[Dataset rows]

···

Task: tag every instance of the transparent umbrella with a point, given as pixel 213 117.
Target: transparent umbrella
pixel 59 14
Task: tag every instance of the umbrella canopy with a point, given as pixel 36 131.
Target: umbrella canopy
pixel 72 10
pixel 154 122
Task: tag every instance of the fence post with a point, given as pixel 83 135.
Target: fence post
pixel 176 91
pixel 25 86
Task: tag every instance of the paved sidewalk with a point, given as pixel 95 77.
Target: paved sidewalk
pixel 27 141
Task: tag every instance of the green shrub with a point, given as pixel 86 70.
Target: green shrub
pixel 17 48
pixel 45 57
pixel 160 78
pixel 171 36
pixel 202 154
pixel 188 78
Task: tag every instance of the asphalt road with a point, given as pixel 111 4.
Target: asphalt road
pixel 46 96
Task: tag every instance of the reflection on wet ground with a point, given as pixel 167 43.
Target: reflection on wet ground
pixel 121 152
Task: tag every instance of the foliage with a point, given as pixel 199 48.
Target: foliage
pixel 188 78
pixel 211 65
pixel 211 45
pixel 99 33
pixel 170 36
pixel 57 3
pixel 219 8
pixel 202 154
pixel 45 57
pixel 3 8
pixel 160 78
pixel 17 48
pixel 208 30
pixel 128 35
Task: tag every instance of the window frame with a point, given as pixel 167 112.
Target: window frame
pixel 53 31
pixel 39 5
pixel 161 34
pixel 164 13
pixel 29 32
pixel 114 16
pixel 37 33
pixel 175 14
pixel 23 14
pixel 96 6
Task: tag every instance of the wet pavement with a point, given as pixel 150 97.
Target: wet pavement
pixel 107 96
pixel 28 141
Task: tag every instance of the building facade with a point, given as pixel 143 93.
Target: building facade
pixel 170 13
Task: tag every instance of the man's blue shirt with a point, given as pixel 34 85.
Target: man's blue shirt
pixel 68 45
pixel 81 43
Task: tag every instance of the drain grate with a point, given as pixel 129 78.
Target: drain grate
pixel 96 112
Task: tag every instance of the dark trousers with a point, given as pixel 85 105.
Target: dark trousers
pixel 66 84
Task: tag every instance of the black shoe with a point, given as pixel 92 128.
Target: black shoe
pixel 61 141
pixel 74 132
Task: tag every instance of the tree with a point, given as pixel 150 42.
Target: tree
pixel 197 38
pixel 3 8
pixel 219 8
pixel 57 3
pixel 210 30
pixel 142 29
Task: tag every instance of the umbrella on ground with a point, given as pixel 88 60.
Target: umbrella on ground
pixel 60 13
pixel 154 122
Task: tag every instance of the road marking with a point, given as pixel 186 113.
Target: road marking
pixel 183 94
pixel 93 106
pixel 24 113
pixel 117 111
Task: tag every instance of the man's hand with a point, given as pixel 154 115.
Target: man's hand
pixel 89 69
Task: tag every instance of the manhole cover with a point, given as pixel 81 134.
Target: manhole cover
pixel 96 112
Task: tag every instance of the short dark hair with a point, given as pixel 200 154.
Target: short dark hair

···

Please rewrite all the records above, putting "mark each occurrence of" wherever "tag every instance of" appears and keeping everything else the same.

- _Solution to this problem_
Task: mark each occurrence of the transparent umbrella with a point, given as pixel 213 117.
Target: transparent umbrella
pixel 59 14
Task: mark each occurrence of the umbrella canopy with a point, given as pixel 36 131.
Target: umbrella canopy
pixel 72 10
pixel 154 122
Task: mark each occurrence of the fence post with a point, given as pixel 83 135.
Target: fence post
pixel 176 91
pixel 25 86
Task: mark each occurrence of the paved sidewalk with a point, given as pixel 95 77.
Target: paved sidewalk
pixel 27 141
Task: mark each occurrence of the green shrub with a point, given as pixel 86 70.
Target: green shrub
pixel 17 48
pixel 45 57
pixel 160 78
pixel 171 36
pixel 202 154
pixel 188 78
Task: mark each occurrence of the asphalt road with a point, given as pixel 111 4.
Target: asphalt road
pixel 46 96
Task: mark each occurrence of the reflection on wet ground with a point, given as pixel 167 43.
Target: reflection on wet ground
pixel 121 152
Task: mark each occurrence of the foliage with a point, given as pixel 199 48.
Target: foliage
pixel 188 78
pixel 211 65
pixel 211 45
pixel 99 33
pixel 170 36
pixel 57 3
pixel 219 8
pixel 202 154
pixel 45 57
pixel 3 8
pixel 160 78
pixel 17 48
pixel 208 30
pixel 128 35
Task: mark each occurrence of the window frame with a point, given as pixel 167 112.
Target: window frame
pixel 53 31
pixel 39 5
pixel 161 34
pixel 164 13
pixel 29 32
pixel 114 16
pixel 37 33
pixel 175 14
pixel 23 14
pixel 96 6
Task: mark each occurrence of the wet pavement with a point, given as pixel 150 97.
Target: wet pavement
pixel 107 96
pixel 28 141
Task: mark each occurrence of the building facade with a point, given as pixel 143 93.
Target: building facade
pixel 170 13
Task: mark each occurrence of the man's blue shirt with a point, given as pixel 34 85.
Target: man's blue shirt
pixel 68 45
pixel 81 43
Task: mark each occurrence of the drain grate with a point, given as pixel 129 78.
Target: drain grate
pixel 96 112
Task: mark each occurrence of the dark trousers with a point, given as pixel 85 105.
Target: dark trousers
pixel 66 84
Task: mark each occurrence of the black shoe with a point, given as pixel 92 128.
Target: black shoe
pixel 61 141
pixel 74 132
Task: mark each occurrence of the tree with a point, given as pixel 150 42.
Target: tree
pixel 197 38
pixel 3 8
pixel 219 8
pixel 57 3
pixel 210 30
pixel 142 29
Task: mark each occurrence of the umbrella on ground with a point, given as pixel 88 60.
Target: umbrella on ground
pixel 60 13
pixel 154 122
Task: mark each occurrence of the road marking with a point, given as pixel 186 113.
Target: road marking
pixel 183 94
pixel 93 106
pixel 24 113
pixel 117 111
Task: mark each occurrence of the man's hand with a point, given as pixel 154 115.
Target: man's hand
pixel 89 69
Task: mark each occurrence of the manhole cover with a point, given as pixel 81 134.
Target: manhole cover
pixel 96 112
Task: mark each occurrence of the short dark hair with a point, given as pixel 200 154.
Target: short dark hair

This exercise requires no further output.